▶ **Passage given**
— start —

As far as Moscow was concerned, the years leading up to the 1967 Six-Day War were a successful period for the Russian intelligence in Israel.
Not only did they manage to recruit local agents and spies—some of them at the top echelons of Israel’s parliament, leadership and defense establishment—the convenience and freedom of their activity in Israel allowed them to turn to foreign diplomats as well and try to recruit them.
In the world of intelligence, such recruitment is considered particularly prestigious: The diplomatic staff of a certain country is exposed to a lot of material, not just about Israel; and a junior diplomat recruited today can become an ambassador or a consul in an important country in several years. Such a prestigious recruitment is considered a “career-building” element in the KGB.
For example, according to the Mitrokhin documents, the KGB recruited Rosario Castellanos, the Mexican ambassador to Israel, a famous poet in her country; the code name “Gerda” was attached to a West German citizen who worked in an administrative role in his country’s embassy in Israel; Agent “Chal,” whose real name is Ber Heinz, was head of the Austrian ambassador’s bureau in Israel. “Chal,” according to one of the reports to the KGB’s center in Moscow, “delivered a lot of information to the KGB about Israeli intelligence’s activity against the Soviet Union, as well as about the head of the coordination center of the Israeli intelligence services, Halperin,” referring to Mossad chief Isser Harel-Halperin.
At a later stage, according to the Mitrokhin documents, the KGB also recruited Carlos Diemer, codename “Ron,” who served in Israel twice, first as just a diplomat and then as Chile’s ambassador to Israel. Yamando La Guardia, Uruguay’s ambassador, was also recruited as an agent.
The KGB would also recruit clergymen from across the Middle East. It recruited, for example, agent “Sid,” whose real name is Julian Mersiades Isidore, the archbishop of Nazareth and the Galilee on behalf of the Greek Orthodox Church. Another person recruited in a joint operation of the branches in Beirut and Tel Aviv was the agent “Ognev,” whose name is Adrian Oleynikov and serves today in one of the highest clerical positions in Eastern Europe as the archbishop of St. Petersburg.
The operators of the KGB agents were particularly interested in journalists, who they believed had access to a lot of confidential information.
According to the documents, journalist Aviva Stan of Haolam Hazeh weekly news magazine was recruited by Yuri Kotov and given the codename “Dita.”
Another, more significant, recruitment was agent “Tammuz,” a rising star in the Israeli press at the time. The Mitrokhin documents include many details about this agent (whose name is withheld by the Israeli Military Censorship), including his place of birth, his university studies, the newspapers he worked in and his close association with Mapai, the Israeli Labor Party—and specifically with one of the leaders of the party and the nation. According to the Mitrokhin documents, the journalist, who was recruited in 1965, delivered a lot of information to Kotov and was one of the most important agents ever operated by the KGB in the Middle East.

— end —

▶ **Material supplied**
— start —

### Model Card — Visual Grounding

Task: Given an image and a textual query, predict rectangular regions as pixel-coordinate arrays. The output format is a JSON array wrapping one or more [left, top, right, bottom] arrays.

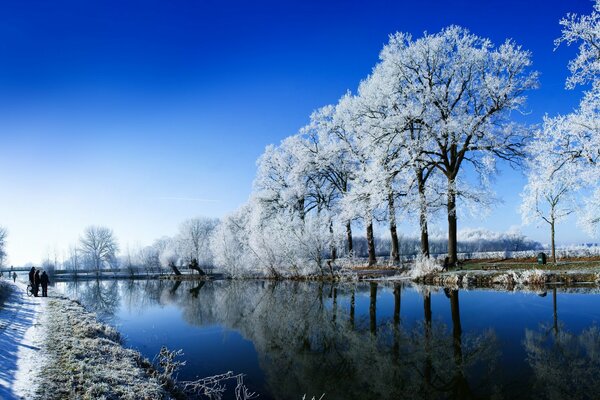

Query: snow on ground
[[0, 281, 49, 400]]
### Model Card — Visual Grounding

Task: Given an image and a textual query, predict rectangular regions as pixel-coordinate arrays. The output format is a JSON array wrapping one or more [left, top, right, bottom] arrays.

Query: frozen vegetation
[[36, 298, 170, 399]]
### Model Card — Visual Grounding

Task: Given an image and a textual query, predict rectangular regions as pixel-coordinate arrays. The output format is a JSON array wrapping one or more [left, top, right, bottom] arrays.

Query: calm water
[[57, 281, 600, 399]]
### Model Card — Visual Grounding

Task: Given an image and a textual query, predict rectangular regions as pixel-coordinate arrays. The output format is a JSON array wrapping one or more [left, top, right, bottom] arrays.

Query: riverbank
[[413, 268, 600, 288], [0, 283, 172, 399]]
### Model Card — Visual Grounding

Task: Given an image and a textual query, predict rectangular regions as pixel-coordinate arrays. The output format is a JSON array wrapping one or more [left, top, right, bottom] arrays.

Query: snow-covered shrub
[[410, 255, 442, 279]]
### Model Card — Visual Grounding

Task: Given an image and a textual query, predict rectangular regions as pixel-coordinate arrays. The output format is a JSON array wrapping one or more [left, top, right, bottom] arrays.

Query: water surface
[[57, 280, 600, 399]]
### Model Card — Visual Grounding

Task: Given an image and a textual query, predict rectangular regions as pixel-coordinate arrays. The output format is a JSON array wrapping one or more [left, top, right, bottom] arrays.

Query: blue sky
[[0, 0, 592, 264]]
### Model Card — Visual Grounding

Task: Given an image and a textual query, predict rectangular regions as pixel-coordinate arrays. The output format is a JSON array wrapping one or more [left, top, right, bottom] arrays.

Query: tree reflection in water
[[54, 281, 600, 399], [523, 288, 600, 400]]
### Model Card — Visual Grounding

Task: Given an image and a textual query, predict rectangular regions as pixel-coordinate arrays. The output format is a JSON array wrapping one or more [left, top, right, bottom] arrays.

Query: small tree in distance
[[521, 125, 580, 264], [79, 226, 119, 273]]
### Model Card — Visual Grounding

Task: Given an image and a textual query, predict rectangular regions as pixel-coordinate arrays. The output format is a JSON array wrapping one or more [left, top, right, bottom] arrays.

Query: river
[[56, 280, 600, 400]]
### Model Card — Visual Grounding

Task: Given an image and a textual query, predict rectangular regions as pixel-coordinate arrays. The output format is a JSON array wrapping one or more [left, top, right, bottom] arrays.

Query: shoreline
[[0, 281, 177, 400]]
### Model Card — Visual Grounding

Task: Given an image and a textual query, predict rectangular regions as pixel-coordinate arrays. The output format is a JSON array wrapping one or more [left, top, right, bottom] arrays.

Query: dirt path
[[0, 281, 49, 400]]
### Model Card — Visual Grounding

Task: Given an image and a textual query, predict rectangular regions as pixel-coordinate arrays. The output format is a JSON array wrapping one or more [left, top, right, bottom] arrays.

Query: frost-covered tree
[[552, 0, 600, 233], [0, 226, 8, 267], [177, 217, 219, 266], [380, 26, 537, 264], [334, 93, 381, 265], [521, 126, 580, 263], [300, 105, 355, 258], [79, 226, 119, 272]]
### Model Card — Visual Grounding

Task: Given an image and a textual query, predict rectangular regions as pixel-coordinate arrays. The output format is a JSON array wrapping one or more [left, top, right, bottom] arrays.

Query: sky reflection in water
[[58, 281, 600, 399]]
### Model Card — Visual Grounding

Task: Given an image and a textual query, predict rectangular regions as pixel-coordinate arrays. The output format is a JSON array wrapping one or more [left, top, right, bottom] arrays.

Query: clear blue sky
[[0, 0, 592, 264]]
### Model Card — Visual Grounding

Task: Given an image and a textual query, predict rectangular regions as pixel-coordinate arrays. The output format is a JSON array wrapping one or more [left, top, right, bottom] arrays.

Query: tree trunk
[[169, 263, 181, 276], [448, 180, 458, 266], [367, 215, 377, 267], [369, 282, 377, 335], [349, 288, 355, 330], [394, 284, 401, 325], [417, 171, 429, 257], [552, 288, 558, 335], [346, 221, 352, 256], [550, 218, 556, 264], [388, 191, 400, 265], [329, 222, 337, 262]]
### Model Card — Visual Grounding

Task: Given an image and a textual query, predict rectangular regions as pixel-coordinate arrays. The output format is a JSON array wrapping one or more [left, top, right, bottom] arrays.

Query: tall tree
[[552, 0, 600, 233], [380, 26, 537, 264], [79, 226, 119, 273]]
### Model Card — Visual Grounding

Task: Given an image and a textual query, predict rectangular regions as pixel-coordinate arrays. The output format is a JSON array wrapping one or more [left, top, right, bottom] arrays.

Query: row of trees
[[22, 0, 600, 277], [521, 0, 600, 262], [218, 0, 600, 275], [56, 218, 218, 273], [213, 26, 537, 274]]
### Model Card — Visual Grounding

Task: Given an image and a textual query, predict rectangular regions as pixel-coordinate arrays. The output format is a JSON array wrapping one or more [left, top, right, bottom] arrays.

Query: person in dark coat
[[33, 269, 40, 297], [29, 267, 35, 287], [40, 271, 50, 297]]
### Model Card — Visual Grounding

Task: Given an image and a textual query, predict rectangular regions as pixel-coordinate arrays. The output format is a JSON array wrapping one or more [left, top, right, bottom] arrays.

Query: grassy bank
[[0, 281, 13, 308], [36, 298, 171, 399]]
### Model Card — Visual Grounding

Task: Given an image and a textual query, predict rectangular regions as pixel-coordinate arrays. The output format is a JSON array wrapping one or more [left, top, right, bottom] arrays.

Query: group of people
[[29, 267, 50, 297]]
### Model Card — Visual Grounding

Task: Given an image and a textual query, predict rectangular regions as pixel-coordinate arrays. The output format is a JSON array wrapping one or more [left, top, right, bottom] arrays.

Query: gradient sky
[[0, 0, 592, 265]]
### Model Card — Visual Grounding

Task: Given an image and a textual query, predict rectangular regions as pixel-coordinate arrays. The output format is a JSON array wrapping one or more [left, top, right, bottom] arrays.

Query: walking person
[[40, 271, 50, 297], [29, 267, 35, 294], [29, 267, 35, 287], [33, 269, 40, 297]]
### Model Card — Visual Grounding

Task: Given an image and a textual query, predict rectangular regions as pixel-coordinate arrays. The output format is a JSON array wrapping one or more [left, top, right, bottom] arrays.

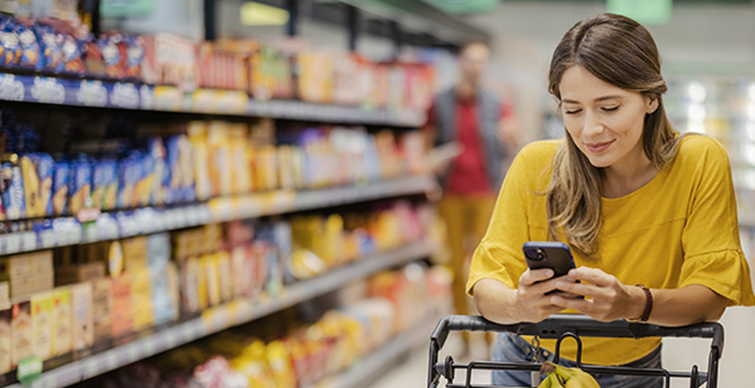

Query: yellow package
[[188, 121, 214, 201], [215, 251, 233, 302], [229, 124, 252, 194], [52, 287, 73, 356], [19, 156, 46, 217], [252, 145, 278, 191], [31, 292, 53, 361], [267, 341, 296, 388], [200, 255, 221, 306], [207, 120, 233, 195]]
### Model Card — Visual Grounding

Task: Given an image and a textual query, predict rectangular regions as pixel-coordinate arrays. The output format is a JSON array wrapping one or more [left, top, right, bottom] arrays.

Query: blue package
[[2, 163, 26, 220], [29, 153, 55, 216], [68, 158, 92, 215], [14, 23, 44, 70], [52, 161, 71, 216], [118, 153, 141, 209], [34, 23, 65, 73], [0, 17, 21, 67]]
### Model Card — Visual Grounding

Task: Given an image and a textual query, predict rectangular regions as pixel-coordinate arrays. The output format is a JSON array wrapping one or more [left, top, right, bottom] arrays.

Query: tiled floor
[[371, 308, 755, 388]]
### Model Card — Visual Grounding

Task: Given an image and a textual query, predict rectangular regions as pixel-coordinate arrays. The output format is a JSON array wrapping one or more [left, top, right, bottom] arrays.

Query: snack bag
[[15, 23, 44, 70], [118, 36, 145, 80], [34, 23, 65, 73], [69, 159, 92, 215], [99, 34, 125, 79], [92, 160, 118, 210], [134, 152, 155, 206], [62, 34, 86, 74], [51, 161, 71, 216], [118, 154, 140, 209], [19, 155, 45, 217], [0, 17, 21, 67], [2, 163, 26, 220], [149, 137, 165, 205], [188, 121, 214, 201], [31, 153, 55, 216]]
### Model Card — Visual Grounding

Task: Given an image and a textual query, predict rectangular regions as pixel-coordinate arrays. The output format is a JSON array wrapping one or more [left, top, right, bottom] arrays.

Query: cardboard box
[[31, 292, 53, 361], [110, 274, 134, 338], [10, 276, 33, 299], [0, 253, 34, 280], [11, 300, 34, 368], [92, 278, 112, 343], [31, 250, 55, 275], [31, 272, 55, 294], [0, 303, 13, 374], [70, 282, 94, 350], [55, 261, 107, 286], [52, 287, 73, 357]]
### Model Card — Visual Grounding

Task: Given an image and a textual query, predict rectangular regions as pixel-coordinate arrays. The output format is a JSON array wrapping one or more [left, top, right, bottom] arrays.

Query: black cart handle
[[430, 314, 724, 354]]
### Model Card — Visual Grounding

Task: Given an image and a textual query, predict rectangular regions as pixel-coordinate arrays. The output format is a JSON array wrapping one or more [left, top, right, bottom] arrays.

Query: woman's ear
[[647, 97, 659, 114]]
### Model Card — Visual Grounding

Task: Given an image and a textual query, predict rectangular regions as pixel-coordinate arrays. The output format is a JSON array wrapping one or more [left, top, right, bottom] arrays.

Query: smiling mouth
[[585, 140, 614, 154]]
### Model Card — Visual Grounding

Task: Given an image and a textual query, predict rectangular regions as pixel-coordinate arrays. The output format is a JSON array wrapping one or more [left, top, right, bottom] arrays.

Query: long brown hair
[[546, 14, 680, 256]]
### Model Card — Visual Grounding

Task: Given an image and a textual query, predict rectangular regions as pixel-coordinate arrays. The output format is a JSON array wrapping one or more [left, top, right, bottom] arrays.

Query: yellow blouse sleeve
[[467, 143, 552, 295], [679, 141, 755, 306]]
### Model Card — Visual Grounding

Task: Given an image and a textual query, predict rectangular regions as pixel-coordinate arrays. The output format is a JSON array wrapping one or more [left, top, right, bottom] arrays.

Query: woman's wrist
[[624, 286, 647, 321]]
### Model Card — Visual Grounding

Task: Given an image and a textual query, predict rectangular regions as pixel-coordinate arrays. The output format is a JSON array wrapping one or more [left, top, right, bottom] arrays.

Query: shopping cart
[[427, 315, 724, 388]]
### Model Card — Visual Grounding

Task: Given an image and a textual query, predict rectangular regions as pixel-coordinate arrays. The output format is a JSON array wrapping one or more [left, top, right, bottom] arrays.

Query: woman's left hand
[[551, 267, 645, 322]]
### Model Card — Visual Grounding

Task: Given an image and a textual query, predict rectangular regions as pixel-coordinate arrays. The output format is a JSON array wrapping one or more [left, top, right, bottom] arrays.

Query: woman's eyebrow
[[561, 96, 621, 104]]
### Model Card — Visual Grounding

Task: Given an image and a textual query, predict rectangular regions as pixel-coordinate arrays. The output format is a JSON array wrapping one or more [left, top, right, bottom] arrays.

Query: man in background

— end —

▶ **The problem**
Please copy the passage on KGB recruitment in Israel, starting with "Another, more significant, recruitment" and going on through "in the Middle East.", but replace "journalist" with "reporter". The data plays no part in this work.

▶ **Solution for this problem**
Another, more significant, recruitment was agent “Tammuz,” a rising star in the Israeli press at the time. The Mitrokhin documents include many details about this agent (whose name is withheld by the Israeli Military Censorship), including his place of birth, his university studies, the newspapers he worked in and his close association with Mapai, the Israeli Labor Party—and specifically with one of the leaders of the party and the nation. According to the Mitrokhin documents, the reporter, who was recruited in 1965, delivered a lot of information to Kotov and was one of the most important agents ever operated by the KGB in the Middle East.